# BRIEF:
Nothing but the pictures should be left out when you copy the records exactly.

# SOURCE DATA:
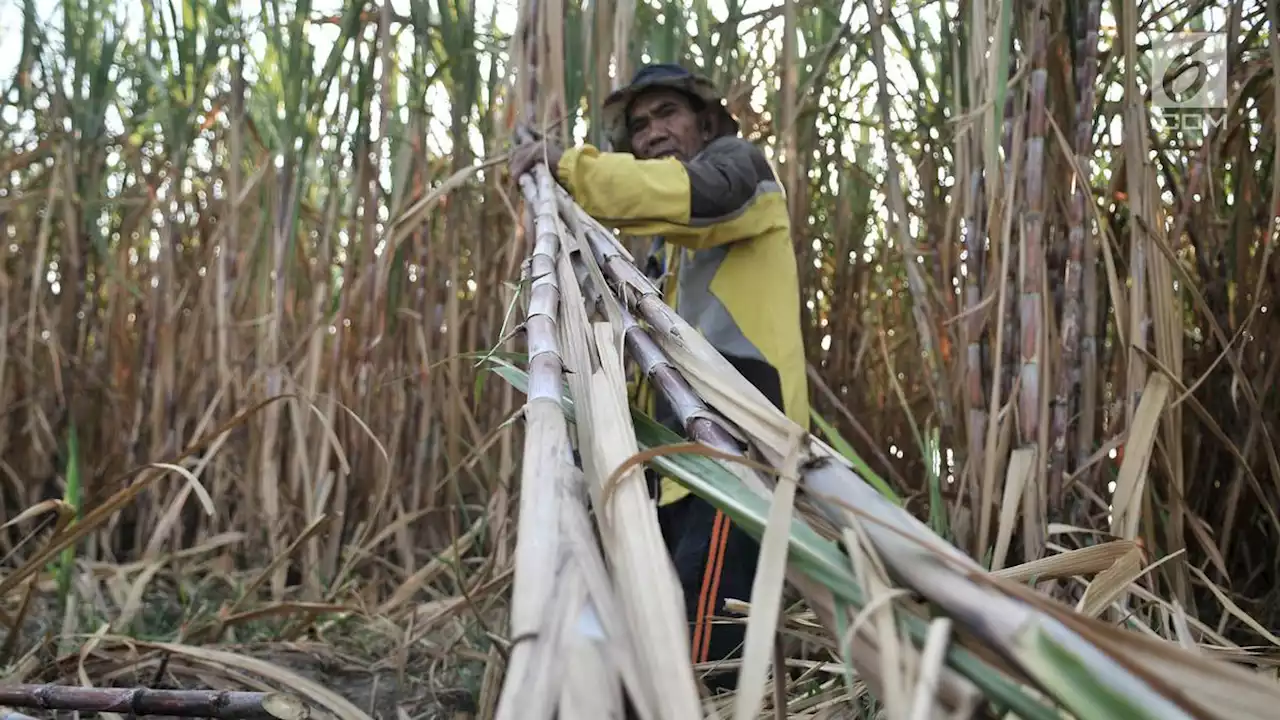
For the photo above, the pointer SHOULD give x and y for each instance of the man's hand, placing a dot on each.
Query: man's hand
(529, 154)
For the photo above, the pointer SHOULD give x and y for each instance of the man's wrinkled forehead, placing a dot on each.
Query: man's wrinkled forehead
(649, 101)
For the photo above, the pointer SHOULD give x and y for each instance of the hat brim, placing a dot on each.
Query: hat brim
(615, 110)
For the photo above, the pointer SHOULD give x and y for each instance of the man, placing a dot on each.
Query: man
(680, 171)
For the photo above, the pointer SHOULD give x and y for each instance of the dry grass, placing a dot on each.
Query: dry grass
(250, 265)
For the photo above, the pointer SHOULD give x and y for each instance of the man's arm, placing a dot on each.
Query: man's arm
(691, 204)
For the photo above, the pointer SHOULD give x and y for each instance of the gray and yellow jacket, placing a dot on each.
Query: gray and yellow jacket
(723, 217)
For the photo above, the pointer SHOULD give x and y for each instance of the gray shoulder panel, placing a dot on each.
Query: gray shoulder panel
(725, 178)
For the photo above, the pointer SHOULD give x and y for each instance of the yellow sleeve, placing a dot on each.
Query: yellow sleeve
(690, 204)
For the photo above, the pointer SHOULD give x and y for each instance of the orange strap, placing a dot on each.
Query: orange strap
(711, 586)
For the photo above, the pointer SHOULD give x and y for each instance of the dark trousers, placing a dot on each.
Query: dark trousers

# SOLVED PROBLEM:
For the photo above, the pointer SHOULD give x and y for each instance of the man's hand, placing a dot on each.
Query: man's hand
(529, 154)
For the photo above, the pointer SHOULD give x and y for each instance of the man's wrinkled forehead, placing a dot on each.
Query: man's wrinkled forehead
(649, 101)
For the photo above, the pointer SHOULD give x and y for each instance of the hat brim, placing a dot on each.
Query: hat brim
(615, 110)
For the photo above, the pointer SHOULD give x and y for each instance of the man, placing a dot on each.
Query: man
(680, 171)
For the photo above, the pointer SHOULD give x and y for each instance of the dry grass, placing a dot on each.
Query: dry grass
(250, 265)
For the photo above, the pointer SHOULD give x and y for each instance of the man's arm, placing a dot on each.
Query: man's arm
(691, 204)
For the photo above, the pointer SHOULD give x and y for each instance of the gray and yellow jacket, placing a dot on each.
Query: gray and yellow jacket
(723, 217)
For the photo above, the pointer SHOULD give x and y for each instance of the gray shoulder panel, placing a dot on each.
Query: gray shoulder panel
(725, 178)
For the photo above, the pointer SHOULD give x and y for each instance of the yellow sleeve, placing a dot on each.
Query: yellow sleeve
(690, 204)
For the photo above, the pointer SHOULD give x and y for each instance of the orange strap, placing a dot on each.
Query: orange strap
(711, 586)
For the photo above, the pointer SHOULD give x and y for each instance of the dark trousers, placing a dot on each.
Query: dark trousers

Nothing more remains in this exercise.